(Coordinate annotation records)
---

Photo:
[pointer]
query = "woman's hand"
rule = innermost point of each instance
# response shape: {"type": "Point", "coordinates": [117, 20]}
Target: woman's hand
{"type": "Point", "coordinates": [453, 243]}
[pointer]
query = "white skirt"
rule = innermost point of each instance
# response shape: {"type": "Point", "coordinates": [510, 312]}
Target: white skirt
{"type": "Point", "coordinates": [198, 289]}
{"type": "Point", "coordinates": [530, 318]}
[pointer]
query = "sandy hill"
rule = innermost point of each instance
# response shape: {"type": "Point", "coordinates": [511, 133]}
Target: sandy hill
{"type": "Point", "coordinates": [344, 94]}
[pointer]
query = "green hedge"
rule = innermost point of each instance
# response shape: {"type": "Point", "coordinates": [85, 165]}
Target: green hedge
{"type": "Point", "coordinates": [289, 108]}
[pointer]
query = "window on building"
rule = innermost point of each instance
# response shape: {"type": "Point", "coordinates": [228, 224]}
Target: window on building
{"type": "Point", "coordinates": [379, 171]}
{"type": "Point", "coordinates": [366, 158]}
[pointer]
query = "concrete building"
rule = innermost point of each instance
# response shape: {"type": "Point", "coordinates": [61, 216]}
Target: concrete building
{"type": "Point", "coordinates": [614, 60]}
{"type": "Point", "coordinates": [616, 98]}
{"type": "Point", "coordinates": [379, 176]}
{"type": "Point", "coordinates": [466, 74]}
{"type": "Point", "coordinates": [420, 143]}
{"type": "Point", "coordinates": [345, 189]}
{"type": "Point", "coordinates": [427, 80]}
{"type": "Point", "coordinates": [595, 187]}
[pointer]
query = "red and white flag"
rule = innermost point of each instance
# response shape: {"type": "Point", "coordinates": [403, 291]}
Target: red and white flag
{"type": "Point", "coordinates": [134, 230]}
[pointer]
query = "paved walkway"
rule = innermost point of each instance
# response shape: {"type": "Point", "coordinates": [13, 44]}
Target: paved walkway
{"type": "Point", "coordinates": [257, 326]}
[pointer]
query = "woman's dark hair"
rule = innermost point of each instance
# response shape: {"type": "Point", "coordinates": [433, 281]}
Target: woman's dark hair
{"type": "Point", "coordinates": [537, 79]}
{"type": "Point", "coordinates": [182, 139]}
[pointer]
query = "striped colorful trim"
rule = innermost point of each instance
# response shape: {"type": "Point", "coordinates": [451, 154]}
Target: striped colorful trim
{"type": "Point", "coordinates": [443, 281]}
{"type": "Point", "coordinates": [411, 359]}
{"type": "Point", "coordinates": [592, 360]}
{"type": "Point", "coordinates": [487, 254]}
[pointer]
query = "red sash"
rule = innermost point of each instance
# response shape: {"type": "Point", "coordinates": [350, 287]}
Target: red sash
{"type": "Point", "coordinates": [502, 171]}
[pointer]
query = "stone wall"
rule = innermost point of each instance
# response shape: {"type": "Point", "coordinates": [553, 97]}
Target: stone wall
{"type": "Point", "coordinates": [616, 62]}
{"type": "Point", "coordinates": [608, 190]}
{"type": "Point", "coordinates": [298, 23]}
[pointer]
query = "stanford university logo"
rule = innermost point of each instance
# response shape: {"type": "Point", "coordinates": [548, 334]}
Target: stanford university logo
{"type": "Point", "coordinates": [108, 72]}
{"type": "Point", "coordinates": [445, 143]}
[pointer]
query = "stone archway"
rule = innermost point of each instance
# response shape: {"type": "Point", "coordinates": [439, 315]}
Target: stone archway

---

__Work to complete__: Repeat the data exactly. Leave nothing out.

__Task response__:
Photo:
[pointer]
query = "woman's hand"
rule = innermost point of each instance
# response shape: {"type": "Point", "coordinates": [117, 20]}
Target: woman's hand
{"type": "Point", "coordinates": [453, 243]}
[pointer]
query = "white skirt"
rule = innermost point of each instance
# response shape: {"type": "Point", "coordinates": [510, 312]}
Target: white skirt
{"type": "Point", "coordinates": [198, 289]}
{"type": "Point", "coordinates": [530, 318]}
[pointer]
query = "sandy hill"
rule = innermost point of each instance
# response shape: {"type": "Point", "coordinates": [511, 133]}
Target: sandy hill
{"type": "Point", "coordinates": [344, 94]}
[pointer]
query = "green hedge"
rule = innermost point of each instance
# response shape: {"type": "Point", "coordinates": [85, 165]}
Target: green hedge
{"type": "Point", "coordinates": [289, 108]}
[pointer]
query = "window on building"
rule = innermost point of each instance
# response shape: {"type": "Point", "coordinates": [228, 224]}
Target: window on building
{"type": "Point", "coordinates": [379, 171]}
{"type": "Point", "coordinates": [366, 158]}
[pointer]
query = "concrete building"
rule = innermost point of each instance
# response shape: {"type": "Point", "coordinates": [61, 216]}
Target: concrete building
{"type": "Point", "coordinates": [614, 60]}
{"type": "Point", "coordinates": [616, 98]}
{"type": "Point", "coordinates": [379, 176]}
{"type": "Point", "coordinates": [466, 74]}
{"type": "Point", "coordinates": [420, 143]}
{"type": "Point", "coordinates": [345, 189]}
{"type": "Point", "coordinates": [427, 80]}
{"type": "Point", "coordinates": [595, 187]}
[pointer]
query = "red and white flag"
rule = innermost point of each instance
# response shape: {"type": "Point", "coordinates": [403, 291]}
Target: red and white flag
{"type": "Point", "coordinates": [134, 230]}
[pointer]
query = "paved walkway"
rule = innermost point of each instance
# response shape: {"type": "Point", "coordinates": [13, 44]}
Target: paved walkway
{"type": "Point", "coordinates": [257, 326]}
[pointer]
query = "woman's dark hair"
rule = innermost point of each instance
# response shape: {"type": "Point", "coordinates": [433, 281]}
Target: woman's dark hair
{"type": "Point", "coordinates": [537, 79]}
{"type": "Point", "coordinates": [182, 139]}
[pointer]
query = "striped colorful trim"
rule = innermost point of each instance
# response shape: {"type": "Point", "coordinates": [451, 154]}
Target: striped colorful trim
{"type": "Point", "coordinates": [443, 281]}
{"type": "Point", "coordinates": [411, 359]}
{"type": "Point", "coordinates": [592, 360]}
{"type": "Point", "coordinates": [487, 254]}
[pointer]
query = "red sash"
rule = innermost point of each instance
# response shape: {"type": "Point", "coordinates": [350, 287]}
Target: red sash
{"type": "Point", "coordinates": [502, 171]}
[pointer]
query = "stone wall"
rule = innermost point of each instance
# response shape: {"type": "Point", "coordinates": [553, 97]}
Target: stone wall
{"type": "Point", "coordinates": [616, 62]}
{"type": "Point", "coordinates": [608, 190]}
{"type": "Point", "coordinates": [298, 23]}
[pointer]
query = "stanford university logo"
rule = innermost point of each instance
# response shape: {"type": "Point", "coordinates": [548, 334]}
Target: stanford university logo
{"type": "Point", "coordinates": [108, 72]}
{"type": "Point", "coordinates": [445, 143]}
[pointer]
query = "stone archway"
rule = innermost point of each instance
# response shape: {"type": "Point", "coordinates": [439, 315]}
Target: stone archway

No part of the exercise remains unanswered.